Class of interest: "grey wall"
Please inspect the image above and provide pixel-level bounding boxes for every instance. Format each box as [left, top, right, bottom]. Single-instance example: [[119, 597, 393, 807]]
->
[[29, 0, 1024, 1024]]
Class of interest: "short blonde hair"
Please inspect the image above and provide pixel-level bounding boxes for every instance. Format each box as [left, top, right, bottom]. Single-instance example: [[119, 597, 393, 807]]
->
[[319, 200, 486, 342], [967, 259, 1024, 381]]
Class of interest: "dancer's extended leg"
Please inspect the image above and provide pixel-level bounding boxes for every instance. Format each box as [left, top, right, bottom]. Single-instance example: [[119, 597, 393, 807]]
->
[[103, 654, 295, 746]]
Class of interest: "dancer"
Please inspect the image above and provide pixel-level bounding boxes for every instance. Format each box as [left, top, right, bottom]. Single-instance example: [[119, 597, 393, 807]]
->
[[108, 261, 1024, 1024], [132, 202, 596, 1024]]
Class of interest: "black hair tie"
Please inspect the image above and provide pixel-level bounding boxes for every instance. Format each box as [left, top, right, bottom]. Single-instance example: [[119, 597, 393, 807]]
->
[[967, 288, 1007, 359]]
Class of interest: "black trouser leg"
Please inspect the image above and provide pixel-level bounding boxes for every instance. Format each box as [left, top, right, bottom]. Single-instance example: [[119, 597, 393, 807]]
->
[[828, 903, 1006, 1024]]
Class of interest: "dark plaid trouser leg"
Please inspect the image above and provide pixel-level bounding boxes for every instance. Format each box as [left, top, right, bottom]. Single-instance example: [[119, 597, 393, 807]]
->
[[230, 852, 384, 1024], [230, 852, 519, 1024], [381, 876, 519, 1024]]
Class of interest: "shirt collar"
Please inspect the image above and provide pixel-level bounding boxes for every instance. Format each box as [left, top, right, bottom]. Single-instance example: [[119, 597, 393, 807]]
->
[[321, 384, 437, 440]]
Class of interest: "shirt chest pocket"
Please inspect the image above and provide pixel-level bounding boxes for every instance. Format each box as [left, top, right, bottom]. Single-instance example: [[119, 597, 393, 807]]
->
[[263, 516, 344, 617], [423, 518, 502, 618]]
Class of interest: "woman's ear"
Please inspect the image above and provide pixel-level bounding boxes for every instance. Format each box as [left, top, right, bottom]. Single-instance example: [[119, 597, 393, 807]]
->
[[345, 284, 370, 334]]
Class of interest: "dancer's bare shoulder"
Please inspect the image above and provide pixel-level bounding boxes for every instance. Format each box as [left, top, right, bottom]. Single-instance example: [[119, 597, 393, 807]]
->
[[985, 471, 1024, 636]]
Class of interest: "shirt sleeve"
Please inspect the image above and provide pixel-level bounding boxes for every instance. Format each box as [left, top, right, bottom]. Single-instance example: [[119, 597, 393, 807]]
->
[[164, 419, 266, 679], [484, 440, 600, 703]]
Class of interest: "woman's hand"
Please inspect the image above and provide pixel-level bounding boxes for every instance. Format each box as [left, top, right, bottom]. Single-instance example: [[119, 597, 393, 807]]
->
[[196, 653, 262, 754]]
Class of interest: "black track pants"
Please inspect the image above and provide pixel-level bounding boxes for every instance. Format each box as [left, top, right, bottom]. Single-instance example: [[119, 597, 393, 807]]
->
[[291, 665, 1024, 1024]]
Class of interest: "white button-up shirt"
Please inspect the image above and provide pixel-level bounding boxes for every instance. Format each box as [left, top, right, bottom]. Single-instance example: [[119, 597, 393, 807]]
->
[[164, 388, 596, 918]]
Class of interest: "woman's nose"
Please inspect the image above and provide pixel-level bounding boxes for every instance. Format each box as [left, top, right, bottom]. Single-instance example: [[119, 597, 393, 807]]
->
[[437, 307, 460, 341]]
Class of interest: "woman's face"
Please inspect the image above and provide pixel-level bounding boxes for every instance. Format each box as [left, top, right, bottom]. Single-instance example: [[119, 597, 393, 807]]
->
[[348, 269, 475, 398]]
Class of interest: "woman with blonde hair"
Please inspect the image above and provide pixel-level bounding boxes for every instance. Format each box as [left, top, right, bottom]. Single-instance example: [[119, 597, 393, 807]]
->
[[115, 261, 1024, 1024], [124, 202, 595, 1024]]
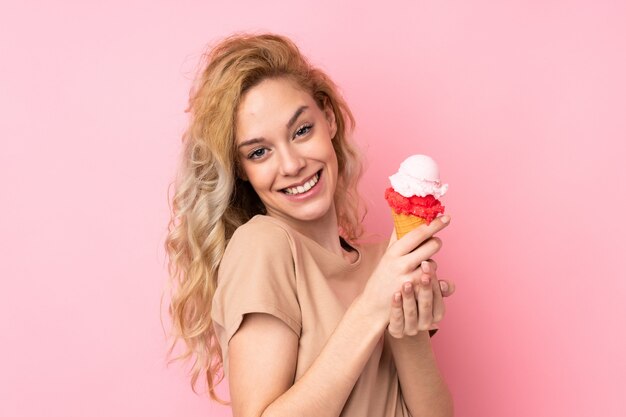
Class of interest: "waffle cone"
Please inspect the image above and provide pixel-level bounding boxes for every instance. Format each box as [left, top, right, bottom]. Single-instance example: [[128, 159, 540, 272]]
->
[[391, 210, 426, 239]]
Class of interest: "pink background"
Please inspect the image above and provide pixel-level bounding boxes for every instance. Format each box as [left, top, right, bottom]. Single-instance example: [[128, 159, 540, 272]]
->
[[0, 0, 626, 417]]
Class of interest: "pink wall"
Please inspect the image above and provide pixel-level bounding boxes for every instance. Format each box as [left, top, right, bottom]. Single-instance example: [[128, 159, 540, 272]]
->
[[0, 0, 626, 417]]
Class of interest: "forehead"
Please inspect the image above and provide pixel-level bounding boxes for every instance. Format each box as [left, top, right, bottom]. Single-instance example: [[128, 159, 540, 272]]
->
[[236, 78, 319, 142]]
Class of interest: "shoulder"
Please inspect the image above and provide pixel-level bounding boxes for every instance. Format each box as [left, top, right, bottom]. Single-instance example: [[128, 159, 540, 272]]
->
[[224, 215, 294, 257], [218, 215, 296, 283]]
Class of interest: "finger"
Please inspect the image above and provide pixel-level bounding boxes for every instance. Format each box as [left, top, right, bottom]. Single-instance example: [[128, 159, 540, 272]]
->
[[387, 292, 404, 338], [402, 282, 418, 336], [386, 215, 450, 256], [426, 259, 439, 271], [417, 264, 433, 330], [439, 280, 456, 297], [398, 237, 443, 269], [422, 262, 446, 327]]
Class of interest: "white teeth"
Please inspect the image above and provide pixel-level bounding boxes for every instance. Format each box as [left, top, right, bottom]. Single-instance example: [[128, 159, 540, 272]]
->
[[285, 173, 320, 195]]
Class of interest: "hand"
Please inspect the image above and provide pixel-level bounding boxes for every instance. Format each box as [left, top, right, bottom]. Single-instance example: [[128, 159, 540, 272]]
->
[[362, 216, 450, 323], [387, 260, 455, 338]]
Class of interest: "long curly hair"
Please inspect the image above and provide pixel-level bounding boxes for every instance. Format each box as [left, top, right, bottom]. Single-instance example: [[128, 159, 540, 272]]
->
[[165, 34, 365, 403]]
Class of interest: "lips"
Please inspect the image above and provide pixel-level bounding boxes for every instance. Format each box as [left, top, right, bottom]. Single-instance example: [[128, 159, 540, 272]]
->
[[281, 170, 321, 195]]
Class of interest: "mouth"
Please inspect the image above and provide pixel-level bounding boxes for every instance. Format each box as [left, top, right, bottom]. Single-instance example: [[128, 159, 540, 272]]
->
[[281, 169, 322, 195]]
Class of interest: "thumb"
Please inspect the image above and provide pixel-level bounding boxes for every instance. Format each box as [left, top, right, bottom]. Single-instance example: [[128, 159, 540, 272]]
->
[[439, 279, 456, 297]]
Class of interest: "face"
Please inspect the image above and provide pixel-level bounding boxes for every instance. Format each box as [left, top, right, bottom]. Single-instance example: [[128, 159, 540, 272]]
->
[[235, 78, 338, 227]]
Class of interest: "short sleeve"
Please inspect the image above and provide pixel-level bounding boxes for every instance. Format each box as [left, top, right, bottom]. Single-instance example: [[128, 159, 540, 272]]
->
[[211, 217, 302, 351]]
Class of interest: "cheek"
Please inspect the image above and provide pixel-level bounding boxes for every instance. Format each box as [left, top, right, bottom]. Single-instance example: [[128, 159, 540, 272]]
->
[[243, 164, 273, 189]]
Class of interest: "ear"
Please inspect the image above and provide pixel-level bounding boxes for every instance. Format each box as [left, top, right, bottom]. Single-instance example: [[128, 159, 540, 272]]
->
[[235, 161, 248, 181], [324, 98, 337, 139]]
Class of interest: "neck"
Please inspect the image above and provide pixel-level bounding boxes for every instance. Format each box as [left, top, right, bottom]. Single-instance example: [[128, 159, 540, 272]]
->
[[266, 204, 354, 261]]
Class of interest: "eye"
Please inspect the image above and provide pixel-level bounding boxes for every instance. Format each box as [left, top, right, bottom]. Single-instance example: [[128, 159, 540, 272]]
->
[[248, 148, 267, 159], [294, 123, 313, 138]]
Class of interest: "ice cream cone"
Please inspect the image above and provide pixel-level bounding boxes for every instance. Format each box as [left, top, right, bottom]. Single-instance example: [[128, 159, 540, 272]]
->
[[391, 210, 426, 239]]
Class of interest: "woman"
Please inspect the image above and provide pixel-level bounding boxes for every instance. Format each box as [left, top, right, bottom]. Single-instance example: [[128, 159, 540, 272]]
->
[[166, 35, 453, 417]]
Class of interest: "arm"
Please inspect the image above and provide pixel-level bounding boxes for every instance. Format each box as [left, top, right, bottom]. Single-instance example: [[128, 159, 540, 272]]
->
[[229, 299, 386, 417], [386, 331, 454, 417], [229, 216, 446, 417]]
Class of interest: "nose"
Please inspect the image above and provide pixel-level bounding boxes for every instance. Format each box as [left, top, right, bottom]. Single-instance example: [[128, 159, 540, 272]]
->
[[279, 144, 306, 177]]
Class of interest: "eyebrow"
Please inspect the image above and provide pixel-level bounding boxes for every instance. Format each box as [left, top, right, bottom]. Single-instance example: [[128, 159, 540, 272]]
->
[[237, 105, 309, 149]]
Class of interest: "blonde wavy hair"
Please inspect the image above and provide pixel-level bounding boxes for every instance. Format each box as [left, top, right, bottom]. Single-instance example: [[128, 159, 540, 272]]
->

* Task to carry out:
Reproduce the records from their first line through the line containing "[[319, 200, 486, 342], [967, 259, 1024, 381]]", inclusive, changing "grey wall" to "concrete wall" and leaving everything else unaltered.

* Answer to the problem:
Class of interest: "concrete wall"
Please inspect the image above and provide pixel-level bounding boxes for every instance. Format each box as [left, top, right, bottom]. Single-instance example: [[119, 597, 393, 807]]
->
[[29, 0, 1024, 1024]]
Class of interest: "short blonde hair"
Please inspect the image above and provide pixel-level bounding boxes for every instance. Format each box as [left, top, right, bottom]. Single-instance example: [[119, 597, 393, 807]]
->
[[319, 200, 486, 342], [967, 259, 1024, 381]]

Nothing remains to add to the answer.